#### PROBLEM DESCRIPTION:
Go through the records underneath and write each one out again exactly.

── GIVEN DATA ──

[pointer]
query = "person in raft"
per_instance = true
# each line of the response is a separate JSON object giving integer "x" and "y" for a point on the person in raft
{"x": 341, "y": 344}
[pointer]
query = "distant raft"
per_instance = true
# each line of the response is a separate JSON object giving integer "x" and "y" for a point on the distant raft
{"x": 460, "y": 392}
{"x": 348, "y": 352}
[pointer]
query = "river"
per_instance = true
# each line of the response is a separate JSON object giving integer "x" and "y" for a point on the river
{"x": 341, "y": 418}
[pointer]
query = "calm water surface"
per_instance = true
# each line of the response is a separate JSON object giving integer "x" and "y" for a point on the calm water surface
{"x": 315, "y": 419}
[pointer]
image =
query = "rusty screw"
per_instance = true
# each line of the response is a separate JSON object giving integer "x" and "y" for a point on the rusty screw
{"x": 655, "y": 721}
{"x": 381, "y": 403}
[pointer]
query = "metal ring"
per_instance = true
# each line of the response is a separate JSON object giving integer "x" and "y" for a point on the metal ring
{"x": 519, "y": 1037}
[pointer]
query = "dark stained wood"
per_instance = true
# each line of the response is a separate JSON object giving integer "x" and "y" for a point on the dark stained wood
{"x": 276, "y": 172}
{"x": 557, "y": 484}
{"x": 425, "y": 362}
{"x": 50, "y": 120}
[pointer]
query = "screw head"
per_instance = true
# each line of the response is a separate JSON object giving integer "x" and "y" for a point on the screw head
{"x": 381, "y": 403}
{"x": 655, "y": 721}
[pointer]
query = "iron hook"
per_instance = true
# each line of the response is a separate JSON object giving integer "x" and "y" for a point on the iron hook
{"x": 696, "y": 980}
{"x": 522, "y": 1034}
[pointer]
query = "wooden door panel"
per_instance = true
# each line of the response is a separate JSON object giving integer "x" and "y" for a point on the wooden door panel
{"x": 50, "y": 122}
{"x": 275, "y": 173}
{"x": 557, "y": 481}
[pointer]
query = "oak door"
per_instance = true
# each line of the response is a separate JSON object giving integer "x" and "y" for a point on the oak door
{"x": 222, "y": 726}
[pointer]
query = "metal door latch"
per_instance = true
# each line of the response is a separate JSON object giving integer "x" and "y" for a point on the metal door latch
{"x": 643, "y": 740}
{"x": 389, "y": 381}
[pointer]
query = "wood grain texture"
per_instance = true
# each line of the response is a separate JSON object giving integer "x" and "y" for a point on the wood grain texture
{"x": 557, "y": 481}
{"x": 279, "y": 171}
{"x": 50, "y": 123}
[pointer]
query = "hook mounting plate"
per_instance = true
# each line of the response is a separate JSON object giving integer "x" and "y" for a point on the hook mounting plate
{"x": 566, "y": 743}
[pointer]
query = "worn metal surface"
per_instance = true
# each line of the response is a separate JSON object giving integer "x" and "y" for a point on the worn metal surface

───

#### OUTPUT FOR THIS EXERCISE:
[pointer]
query = "person in raft"
per_instance = true
# each line of the response is a separate JSON object giving integer "x" and "y" for a point on the person in raft
{"x": 341, "y": 344}
[pointer]
query = "distant raft"
per_instance = true
# each line of the response is a separate JSON object giving integer "x" and "y" for a point on the distant raft
{"x": 460, "y": 392}
{"x": 348, "y": 352}
[pointer]
query = "river"
per_instance = true
# each line of the response is a separate JSON object giving integer "x" and "y" for a point on the river
{"x": 341, "y": 418}
[pointer]
query = "calm water surface"
per_instance = true
# each line of the response is a separate JSON object giving integer "x" and "y" for a point on the calm water surface
{"x": 315, "y": 419}
[pointer]
image =
query = "rusty screw"
per_instance = true
# each line of the response is a separate JSON object giving integer "x" and "y" for a point on the rusty screw
{"x": 655, "y": 721}
{"x": 381, "y": 403}
[pointer]
query = "metal ring"
per_instance = true
# each line of the response is a separate JSON object giving integer "x" and "y" for a point on the metal ring
{"x": 519, "y": 1037}
[pointer]
query = "dark stained wood"
per_instance = true
# each line of the response is a separate JSON object giving integer "x" and "y" for a point on the dark stained wood
{"x": 276, "y": 172}
{"x": 557, "y": 484}
{"x": 425, "y": 362}
{"x": 50, "y": 120}
[pointer]
query = "screw head"
per_instance = true
# each line of the response is a separate JSON object giving integer "x" and "y" for a point on the screw head
{"x": 381, "y": 403}
{"x": 655, "y": 721}
[pointer]
query = "iron hook"
per_instance = true
# each line of the response is a separate JSON object giving integer "x" and "y" for a point on the iron hook
{"x": 696, "y": 980}
{"x": 522, "y": 1034}
[pointer]
query = "wooden door panel"
per_instance = true
# each line of the response is a separate JSON object giving integer "x" and "y" for a point on the wooden door panel
{"x": 50, "y": 122}
{"x": 275, "y": 173}
{"x": 557, "y": 481}
[pointer]
query = "oak door"
per_instance = true
# each line of the response is a separate JSON object giving integer "x" and "y" for a point on the oak door
{"x": 222, "y": 726}
[pointer]
query = "metal door latch"
per_instance = true
# each line of the response is a separate JSON object giving integer "x" and "y" for a point on the metal door latch
{"x": 643, "y": 740}
{"x": 389, "y": 381}
[pointer]
query = "wood grain texture"
per_instance = true
# each line of the response is a separate JSON object giving integer "x" and "y" for a point on the wood grain texture
{"x": 557, "y": 481}
{"x": 279, "y": 171}
{"x": 50, "y": 123}
[pointer]
query = "hook mounting plate"
per_instance = true
# each line of the response is a separate JSON object giving integer "x" and "y" for a point on the hook mounting plate
{"x": 566, "y": 743}
[pointer]
query = "worn metal surface"
per_instance = true
# each line of the response is a separate JSON object giving integer "x" and "y" for a point on the worn metal surface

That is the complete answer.